#### Supplied entries ####

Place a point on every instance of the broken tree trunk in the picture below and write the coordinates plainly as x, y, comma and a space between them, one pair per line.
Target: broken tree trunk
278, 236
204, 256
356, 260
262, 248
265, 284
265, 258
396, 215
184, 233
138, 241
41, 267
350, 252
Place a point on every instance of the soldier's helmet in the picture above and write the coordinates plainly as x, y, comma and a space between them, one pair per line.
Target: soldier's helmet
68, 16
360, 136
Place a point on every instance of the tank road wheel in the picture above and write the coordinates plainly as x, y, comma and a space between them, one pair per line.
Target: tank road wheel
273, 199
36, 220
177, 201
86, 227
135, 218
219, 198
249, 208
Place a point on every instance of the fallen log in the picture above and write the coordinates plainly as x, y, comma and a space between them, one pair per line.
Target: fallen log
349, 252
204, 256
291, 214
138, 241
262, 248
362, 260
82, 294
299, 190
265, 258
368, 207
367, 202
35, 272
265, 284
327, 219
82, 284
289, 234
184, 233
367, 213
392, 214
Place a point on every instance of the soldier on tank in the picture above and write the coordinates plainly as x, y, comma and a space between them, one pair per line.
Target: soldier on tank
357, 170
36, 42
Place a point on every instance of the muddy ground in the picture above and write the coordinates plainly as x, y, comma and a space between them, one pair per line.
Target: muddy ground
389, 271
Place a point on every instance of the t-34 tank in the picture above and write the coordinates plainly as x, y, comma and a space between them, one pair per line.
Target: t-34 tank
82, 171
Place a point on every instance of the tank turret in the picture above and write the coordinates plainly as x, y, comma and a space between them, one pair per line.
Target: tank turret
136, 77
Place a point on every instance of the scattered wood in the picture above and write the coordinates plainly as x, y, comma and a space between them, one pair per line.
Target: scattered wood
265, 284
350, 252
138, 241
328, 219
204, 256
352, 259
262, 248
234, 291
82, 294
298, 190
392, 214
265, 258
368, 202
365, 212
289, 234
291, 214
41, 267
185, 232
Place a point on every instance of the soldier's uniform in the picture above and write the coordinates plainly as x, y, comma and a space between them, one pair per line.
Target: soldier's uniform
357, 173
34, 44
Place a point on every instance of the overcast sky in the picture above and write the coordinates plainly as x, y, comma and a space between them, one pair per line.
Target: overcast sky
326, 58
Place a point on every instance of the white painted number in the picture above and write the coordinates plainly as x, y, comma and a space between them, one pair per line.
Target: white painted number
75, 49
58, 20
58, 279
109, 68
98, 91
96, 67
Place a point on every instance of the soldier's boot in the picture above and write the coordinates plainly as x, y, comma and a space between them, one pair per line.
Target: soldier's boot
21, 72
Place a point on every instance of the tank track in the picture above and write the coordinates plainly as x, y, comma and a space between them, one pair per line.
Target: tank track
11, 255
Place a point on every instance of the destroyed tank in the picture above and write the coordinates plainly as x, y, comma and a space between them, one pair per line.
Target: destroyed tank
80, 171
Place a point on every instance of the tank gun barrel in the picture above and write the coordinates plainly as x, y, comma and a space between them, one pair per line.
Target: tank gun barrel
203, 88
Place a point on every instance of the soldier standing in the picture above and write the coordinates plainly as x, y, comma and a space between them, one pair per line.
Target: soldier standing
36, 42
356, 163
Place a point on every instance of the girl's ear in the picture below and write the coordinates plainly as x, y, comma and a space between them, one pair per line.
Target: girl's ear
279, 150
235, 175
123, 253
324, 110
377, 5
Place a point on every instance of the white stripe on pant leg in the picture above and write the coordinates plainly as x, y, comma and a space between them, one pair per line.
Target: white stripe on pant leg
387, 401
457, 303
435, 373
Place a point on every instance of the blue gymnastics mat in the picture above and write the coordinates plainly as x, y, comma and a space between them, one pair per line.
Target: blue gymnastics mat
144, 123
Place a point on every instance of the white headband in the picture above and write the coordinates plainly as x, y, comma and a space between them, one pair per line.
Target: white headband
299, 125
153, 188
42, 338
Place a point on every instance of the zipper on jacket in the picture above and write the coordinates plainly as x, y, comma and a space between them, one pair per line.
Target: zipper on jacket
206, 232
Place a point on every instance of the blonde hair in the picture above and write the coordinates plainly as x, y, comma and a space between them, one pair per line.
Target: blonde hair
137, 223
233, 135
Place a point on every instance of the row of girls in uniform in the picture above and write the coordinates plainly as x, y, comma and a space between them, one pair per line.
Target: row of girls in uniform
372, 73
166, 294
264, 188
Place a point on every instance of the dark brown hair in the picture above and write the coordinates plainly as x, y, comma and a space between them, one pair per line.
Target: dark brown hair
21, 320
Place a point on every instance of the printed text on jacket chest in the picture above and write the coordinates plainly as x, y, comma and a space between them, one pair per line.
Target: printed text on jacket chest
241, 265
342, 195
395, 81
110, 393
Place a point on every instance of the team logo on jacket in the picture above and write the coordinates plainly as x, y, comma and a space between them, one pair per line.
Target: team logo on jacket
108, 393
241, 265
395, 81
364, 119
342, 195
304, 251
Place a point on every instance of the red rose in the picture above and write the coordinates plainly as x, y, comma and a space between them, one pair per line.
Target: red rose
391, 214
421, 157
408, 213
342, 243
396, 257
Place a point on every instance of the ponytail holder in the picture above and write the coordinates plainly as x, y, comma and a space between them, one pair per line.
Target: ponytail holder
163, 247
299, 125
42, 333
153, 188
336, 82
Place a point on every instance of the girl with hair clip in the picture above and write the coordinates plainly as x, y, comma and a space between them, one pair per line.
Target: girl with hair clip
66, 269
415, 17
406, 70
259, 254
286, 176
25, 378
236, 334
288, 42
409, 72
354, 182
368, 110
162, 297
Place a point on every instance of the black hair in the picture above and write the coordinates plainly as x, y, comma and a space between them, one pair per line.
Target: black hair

####

Rewrite all of the data above as a numbered list, leaving out any blank lines.

1. Place a point on every instance of the broken tree trunk in the picture below and write the coordinates plainly as x, y, comma and a space between them, one pair per line.
2. Target: broken tree trunk
3. 278, 236
4. 204, 256
5. 356, 260
6. 262, 248
7. 265, 284
8. 265, 258
9. 396, 215
10. 184, 233
11. 138, 241
12. 41, 267
13. 350, 252
14. Place a point on every instance of the soldier's helmet in the picture above and write the coordinates plainly as x, y, comma and a space between them, one pair per line.
15. Target: soldier's helmet
16. 68, 16
17. 360, 136
18. Place a point on every instance of the tank road wheel in the picture above and write the coordinates plainly as x, y, comma and a space between them, one pair per line.
19. Target: tank road wheel
20. 273, 199
21. 36, 220
22. 177, 201
23. 86, 227
24. 135, 218
25. 219, 198
26. 249, 208
27. Place a point on every instance of the fallen log in the picture above and write the coordinates plainly as x, y, comma and a space between them, one pair per line.
28. Target: fallen log
29. 349, 252
30. 204, 256
31. 291, 214
32. 138, 241
33. 262, 248
34. 362, 260
35. 82, 294
36. 299, 190
37. 265, 258
38. 368, 207
39. 367, 202
40. 35, 272
41. 265, 284
42. 327, 219
43. 82, 284
44. 289, 234
45. 184, 233
46. 367, 213
47. 392, 214
48. Place a point on every instance of the soldier on tank in the picture above and write the coordinates plainly as x, y, comma and a space between them, one pair per line.
49. Target: soldier on tank
50. 357, 170
51. 36, 42
52. Place a point on every instance of the muddy ground in the picture above and write the coordinates plainly as x, y, comma and a space between them, one pair per line.
53. Target: muddy ground
54. 389, 271
55. Place a point on every instance of the t-34 tank in the picture above and write the coordinates plainly as x, y, comma and a space between them, one pair per line.
56. Target: t-34 tank
57. 82, 171
58. Place a point on every instance of the tank turret in the picture above and write the coordinates plainly as x, y, comma and a space between them, one pair per line.
59. Target: tank turret
60. 136, 77
61. Place a point on every instance of the scattered wood in the picture above and write the coordinates plainly as x, y, comma and a space between them, one pair per line.
62. Target: scattered wood
63. 265, 284
64. 350, 252
65. 138, 241
66. 328, 219
67. 204, 256
68. 352, 259
69. 262, 248
70. 234, 291
71. 82, 294
72. 298, 190
73. 392, 214
74. 265, 258
75. 368, 202
76. 365, 212
77. 289, 234
78. 291, 214
79. 41, 267
80. 185, 232
81. Place a point on every instance of the soldier's uniform in the picture above and write the coordinates plainly as x, y, comma and a space between them, one pair per line.
82. Target: soldier's uniform
83. 357, 173
84. 34, 44
85. Place a point on every instance of the overcast sky in the picture above and write the coordinates plainly as x, y, comma and a space between them, one pair per line.
86. Target: overcast sky
87. 326, 58
88. Place a point on every instance of the white painted number in the picture above and write the coordinates plainly as x, y, comma and a space between them, one pair per line.
89. Target: white painted number
90. 75, 49
91. 58, 20
92. 58, 279
93. 109, 68
94. 98, 91
95. 96, 67
96. Place a point on every instance of the soldier's boot in the picture above and write the coordinates plainly as x, y, comma and a space between them, one pair per line.
97. Target: soldier's boot
98. 21, 72
99. Place a point on every instance of the tank track in the picture above and write the coordinates plainly as x, y, comma and a space between them, one pair per line.
100. Target: tank track
101. 11, 255
102. Place a point on every instance of the destroyed tank in the picture above and write the coordinates plainly as x, y, comma and a space between them, one pair per line.
103. Target: destroyed tank
104. 80, 171
105. Place a point on every instance of the tank gun barrel in the picture above and write the coordinates plainly as x, y, comma and a space between them, one pair per line.
106. Target: tank gun barrel
107. 203, 88
108. Place a point on every instance of the soldier standing in the picture above and write the coordinates plainly as x, y, comma and a space between them, one pair per line.
109. Target: soldier standing
110. 36, 42
111. 356, 163
112. Place a point on every instance of the girl's ear in the picture below and write the coordinates plainly as x, y, comma and a space between them, one pair per line.
113. Target: girl's ear
114. 279, 150
115. 235, 175
116. 123, 253
117. 324, 110
118. 377, 5
119. Place a point on every instance of the white stripe on pant leg in the picture above and write the coordinates plainly as x, y, comma and a space between them, one pair per line.
120. Target: white stripe on pant leg
121. 387, 401
122. 457, 303
123. 435, 373
124. Place a point on every instance of the blue gymnastics mat in the picture above and write the coordinates plainly as x, y, comma and a space between them, one pair per line.
125. Target: blue gymnastics mat
126. 144, 123
127. Place a point on every instance of the white headband in the picture above and write the coordinates plainly as x, y, comma and a space between them, one pair per line.
128. Target: white headband
129. 299, 125
130. 153, 188
131. 42, 338
132. Place a point on every instance of the zipper on jacket in the picture above and write the coordinates plainly as x, y, comma and a space between them, one pair per line.
133. Target: zipper on jacket
134. 206, 232
135. Place a point on every instance of the blonde hair in the picture above and write the coordinates plainly as x, y, comma and a space between them, one pair per line.
136. Target: blonde hair
137. 137, 223
138. 233, 135
139. Place a point on every instance of the row of girls in uniform in the picture above and write the coordinates plainly as x, y, comma and a space between them, one pair per line.
140. Target: row of girls in uniform
141. 372, 73
142. 166, 294
143. 264, 188
144. Place a point on every instance of the dark brown hair in the picture above and write the coordinates plainly as x, y, comma and a space between them, one pair per line.
145. Target: dark brown hair
146. 21, 320
147. Place a point on every instance of the printed text on jacket chest in the picture above and write the coordinates plainly as x, y, comma and a space between them, one pair per line.
148. Target: printed text on jacket chest
149. 241, 265
150. 342, 195
151. 395, 81
152. 110, 393
153. Place a point on every instance of the team logo on jacket in the picture above and write the coordinates plainly as x, y, comma and a space between them, one pair per line.
154. Target: team logo on jacket
155. 108, 393
156. 241, 265
157. 395, 81
158. 364, 119
159. 342, 195
160. 304, 251
161. Place a point on every instance of the red rose in the picture above and write the coordinates plainly as x, y, comma and a space between them, one pair per line.
162. Target: red rose
163. 391, 214
164. 421, 157
165. 408, 213
166. 342, 243
167. 396, 257
168. Place a point on every instance of the ponytail holder in the picture above and write the coordinates plainly as x, y, comma and a space between them, one pair per line.
169. Target: ponytail holder
170. 163, 247
171. 299, 125
172. 42, 333
173. 153, 188
174. 336, 82
175. Place a point on every instance of the girl with hair clip in the picture above and write the coordinates plainly as x, y, comma and a space between them, one pair per line.
176. Target: girl with hair clip
177. 66, 269
178. 415, 17
179. 406, 70
180. 259, 254
181. 286, 176
182. 25, 378
183. 236, 334
184. 288, 42
185. 409, 72
186. 354, 182
187. 368, 110
188. 162, 297
189. Place a point on every instance of the black hair in the picture above and write the coordinates plainly as x, y, comma and a space between them, one pair per line.
190. Target: black hair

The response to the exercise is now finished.